Stored data entries:
****

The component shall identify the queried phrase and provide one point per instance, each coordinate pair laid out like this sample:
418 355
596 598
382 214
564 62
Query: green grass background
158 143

****

• _ASSIGNED TASK_: Please return all of the entries shown above, exactly as they stand.

• _ANSWER FOR THIS EXERCISE_:
The component shall identify the queried phrase and provide one point per instance, each coordinate pair laid out like this sample:
418 355
596 598
382 214
564 62
Query: green grass background
158 143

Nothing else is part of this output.